--- Do this ---
Can you copy every one of the records below word for word, without changing anything?

Named object pointing entries:
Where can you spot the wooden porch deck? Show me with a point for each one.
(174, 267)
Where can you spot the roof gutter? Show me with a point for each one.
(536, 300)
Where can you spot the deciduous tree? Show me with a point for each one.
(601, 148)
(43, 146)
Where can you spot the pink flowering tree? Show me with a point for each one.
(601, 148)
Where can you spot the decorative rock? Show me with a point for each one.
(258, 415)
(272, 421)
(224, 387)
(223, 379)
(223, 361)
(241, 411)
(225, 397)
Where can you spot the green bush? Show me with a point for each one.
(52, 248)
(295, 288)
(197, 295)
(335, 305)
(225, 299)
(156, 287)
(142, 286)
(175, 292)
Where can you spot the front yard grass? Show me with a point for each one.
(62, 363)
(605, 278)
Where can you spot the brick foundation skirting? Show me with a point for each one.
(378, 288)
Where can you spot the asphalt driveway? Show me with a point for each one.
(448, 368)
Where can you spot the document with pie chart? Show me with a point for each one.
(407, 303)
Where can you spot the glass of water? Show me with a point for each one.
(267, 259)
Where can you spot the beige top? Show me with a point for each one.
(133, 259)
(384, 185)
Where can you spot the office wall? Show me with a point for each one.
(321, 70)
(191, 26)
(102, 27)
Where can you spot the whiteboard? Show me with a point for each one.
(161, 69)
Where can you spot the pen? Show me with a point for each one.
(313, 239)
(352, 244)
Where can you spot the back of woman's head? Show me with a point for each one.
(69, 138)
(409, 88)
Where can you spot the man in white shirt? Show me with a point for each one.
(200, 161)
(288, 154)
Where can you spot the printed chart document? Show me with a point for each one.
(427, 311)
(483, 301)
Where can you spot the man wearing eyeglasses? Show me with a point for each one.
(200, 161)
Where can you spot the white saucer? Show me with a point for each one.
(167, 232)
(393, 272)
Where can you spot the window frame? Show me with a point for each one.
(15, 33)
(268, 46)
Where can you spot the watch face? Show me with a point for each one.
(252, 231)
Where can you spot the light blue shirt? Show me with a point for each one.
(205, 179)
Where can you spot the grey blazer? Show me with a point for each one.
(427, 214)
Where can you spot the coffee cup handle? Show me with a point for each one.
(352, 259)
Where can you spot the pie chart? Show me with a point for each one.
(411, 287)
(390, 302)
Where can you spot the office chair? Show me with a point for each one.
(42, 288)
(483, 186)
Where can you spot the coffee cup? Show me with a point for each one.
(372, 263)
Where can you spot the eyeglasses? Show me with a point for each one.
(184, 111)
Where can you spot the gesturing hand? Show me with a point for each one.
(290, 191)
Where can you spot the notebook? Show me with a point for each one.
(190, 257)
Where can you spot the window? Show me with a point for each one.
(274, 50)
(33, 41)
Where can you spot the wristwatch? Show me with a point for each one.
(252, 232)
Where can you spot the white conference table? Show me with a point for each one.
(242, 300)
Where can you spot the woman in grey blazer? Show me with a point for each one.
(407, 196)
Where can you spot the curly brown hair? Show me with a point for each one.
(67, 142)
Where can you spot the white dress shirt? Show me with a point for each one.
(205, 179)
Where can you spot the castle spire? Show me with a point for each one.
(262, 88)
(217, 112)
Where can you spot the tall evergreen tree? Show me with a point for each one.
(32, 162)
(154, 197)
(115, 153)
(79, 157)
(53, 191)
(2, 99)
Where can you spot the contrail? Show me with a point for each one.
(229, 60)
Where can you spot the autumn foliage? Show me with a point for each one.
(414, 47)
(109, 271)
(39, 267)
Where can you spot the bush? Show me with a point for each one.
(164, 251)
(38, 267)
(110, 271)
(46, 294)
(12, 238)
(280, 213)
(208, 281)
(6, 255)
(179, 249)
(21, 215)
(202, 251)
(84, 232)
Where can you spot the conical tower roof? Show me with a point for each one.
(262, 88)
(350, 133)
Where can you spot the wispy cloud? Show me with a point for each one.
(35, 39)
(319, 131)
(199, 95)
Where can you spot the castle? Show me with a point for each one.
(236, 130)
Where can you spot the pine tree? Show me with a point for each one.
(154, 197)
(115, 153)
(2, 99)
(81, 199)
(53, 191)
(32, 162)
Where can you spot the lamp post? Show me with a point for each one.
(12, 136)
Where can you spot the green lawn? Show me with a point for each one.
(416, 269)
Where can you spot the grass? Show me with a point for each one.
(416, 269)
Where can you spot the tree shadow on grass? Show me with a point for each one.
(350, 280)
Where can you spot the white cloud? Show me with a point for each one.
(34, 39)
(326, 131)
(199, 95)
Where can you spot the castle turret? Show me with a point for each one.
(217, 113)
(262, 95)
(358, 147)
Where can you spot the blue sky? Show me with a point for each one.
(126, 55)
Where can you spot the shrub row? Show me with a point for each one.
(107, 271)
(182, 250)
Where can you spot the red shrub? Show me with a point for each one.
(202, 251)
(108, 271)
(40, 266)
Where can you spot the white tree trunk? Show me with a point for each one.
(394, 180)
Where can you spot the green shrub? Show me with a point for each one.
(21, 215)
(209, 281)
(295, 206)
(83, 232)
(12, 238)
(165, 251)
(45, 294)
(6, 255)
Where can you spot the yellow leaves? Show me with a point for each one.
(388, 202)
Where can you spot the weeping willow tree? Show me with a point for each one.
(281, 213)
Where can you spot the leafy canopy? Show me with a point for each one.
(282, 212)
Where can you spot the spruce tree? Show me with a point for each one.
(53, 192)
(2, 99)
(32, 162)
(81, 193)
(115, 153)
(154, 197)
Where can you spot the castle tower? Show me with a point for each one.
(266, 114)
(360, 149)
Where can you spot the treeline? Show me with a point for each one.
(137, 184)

--- Full response ---
Where can you spot the wooden porch deck? Show me with a point for each one.
(174, 267)
Where can you spot the roof gutter? Show me with a point for each one.
(536, 300)
Where can you spot the deciduous tree? Show me with a point for each one.
(601, 148)
(43, 146)
Where can you spot the pink flowering tree? Show me with a point for each one.
(601, 148)
Where can you spot the decorative rock? Show me with a point for each one.
(258, 415)
(272, 421)
(224, 387)
(223, 379)
(223, 361)
(241, 411)
(225, 397)
Where can you spot the green bush? Show me with a point for each one.
(52, 248)
(295, 288)
(197, 295)
(335, 305)
(225, 299)
(156, 287)
(142, 286)
(175, 292)
Where can you spot the front yard grass? Show me with a point for each one.
(62, 363)
(605, 278)
Where can you spot the brick foundation skirting? Show me with a point for each one.
(378, 288)
Where can you spot the asphalt driveway? Show me with a point for each one.
(448, 368)
Where can you spot the document with pie chart? Show me with a point for each one.
(407, 303)
Where can you spot the glass of water? Show me with a point for each one.
(267, 259)
Where can you spot the beige top? Show me with a point for each one.
(133, 259)
(384, 185)
Where can you spot the office wall? Show me with a point for each one.
(321, 70)
(191, 26)
(102, 27)
Where can you spot the whiteboard? Show me with a point for each one.
(161, 69)
Where can you spot the pen? Show me with a point for each one.
(313, 239)
(352, 244)
Where can you spot the back of woman's head? Show me with a point for each one.
(69, 138)
(409, 88)
Where can you spot the man in white shirt? Show me with a point for each one.
(200, 161)
(288, 154)
Where can you spot the printed chart document? Show me with a point for each one.
(427, 311)
(483, 301)
Where can you spot the man wearing eyeglasses? Show me with a point for each one.
(200, 161)
Where can you spot the white saucer? Show me with a point for each one.
(167, 232)
(393, 272)
Where can you spot the window frame? Show me with a point for each one.
(15, 33)
(268, 46)
Where can you spot the watch face? Show me with a point for each one.
(252, 231)
Where can you spot the light blue shirt? Show me with a point for each one.
(205, 179)
Where can you spot the grey blazer? Show me with a point for each one.
(427, 214)
Where can you spot the coffee cup handle? Show me with a point for each one.
(352, 259)
Where can you spot the pie chart? Show me with a point for each one.
(411, 287)
(390, 302)
Where can you spot the office chair? Show me with a point for each one.
(42, 288)
(483, 186)
Where can you spot the coffee cup? Show me with a point for each one.
(372, 263)
Where can you spot the eyeglasses? Show me with a point for each one.
(184, 111)
Where can you spot the gesturing hand? Show me with a point for each one.
(290, 191)
Where can you spot the notebook? Show me with a point for each one.
(190, 257)
Where can you spot the window? Show me with a point for each one.
(274, 50)
(33, 41)
Where can you spot the wristwatch? Show me with a point for each one.
(252, 232)
Where can you spot the white conference table? Show me with a point for each one.
(242, 300)
Where can you spot the woman in grey blazer? Show me with a point for each one.
(407, 196)
Where can you spot the curly brown hair? Show me with a point for each one.
(67, 142)
Where can you spot the white dress shirt? Show me with a point for each one.
(205, 179)
Where can you spot the castle spire? Show me with a point for each one.
(262, 88)
(217, 112)
Where can you spot the tall evergreen tree? Show me with a point for each one.
(32, 162)
(154, 197)
(115, 153)
(79, 157)
(53, 191)
(2, 99)
Where can you spot the contrail? Show me with a point for each one.
(229, 60)
Where can you spot the autumn foliage? Show me with a point for each one.
(414, 47)
(109, 271)
(39, 267)
Where can you spot the bush? Show me with a point for each one.
(164, 251)
(38, 267)
(110, 271)
(46, 294)
(12, 238)
(280, 213)
(208, 281)
(6, 255)
(179, 249)
(21, 215)
(202, 251)
(84, 232)
Where can you spot the conical tower roof? Show me with a point for each one.
(262, 88)
(350, 133)
Where can you spot the wispy cloud? Show me with a point for each one.
(35, 39)
(319, 131)
(199, 95)
Where can you spot the castle? Show me with a point for each one.
(236, 130)
Where can you spot the pine tree? Show me with a point for each one.
(154, 197)
(115, 153)
(2, 99)
(81, 199)
(53, 191)
(32, 162)
Where can you spot the lamp post? Show me with a point for each one.
(12, 136)
Where can you spot the green lawn? Show me with a point for each one.
(416, 269)
Where can you spot the grass? Show me with a point for each one.
(416, 269)
Where can you spot the tree shadow on grass? Show me with a point for each one.
(350, 280)
Where can you spot the white cloud? Show me with a point for each one.
(34, 39)
(326, 131)
(199, 95)
Where can you spot the castle turret? Show me with a point for each one.
(217, 113)
(262, 95)
(358, 147)
Where can you spot the blue sky? Show me with a point for each one.
(126, 55)
Where can you spot the shrub row? Show me with a point for each one.
(107, 271)
(182, 250)
Where can you spot the red shrub? Show me with a point for each one.
(202, 251)
(108, 271)
(40, 266)
Where can you spot the white tree trunk? Show me with a point for each one.
(394, 180)
Where can you spot the green shrub? Show me with a point for each one.
(21, 215)
(209, 281)
(295, 206)
(83, 232)
(12, 238)
(165, 251)
(45, 294)
(6, 255)
Where can you spot the yellow leaves? Show me with a point for each one.
(388, 202)
Where can you spot the weeping willow tree? Show me with a point for each one.
(281, 213)
Where can you spot the leafy canopy? Show me with a point for each one.
(282, 212)
Where can you spot the spruce tree? Show me with a point for each one.
(53, 192)
(2, 99)
(32, 162)
(81, 193)
(115, 153)
(154, 197)
Where can you spot the castle tower? Show me with a point for each one.
(266, 114)
(360, 149)
Where can you spot the treeline? Show me with a point for each one.
(137, 184)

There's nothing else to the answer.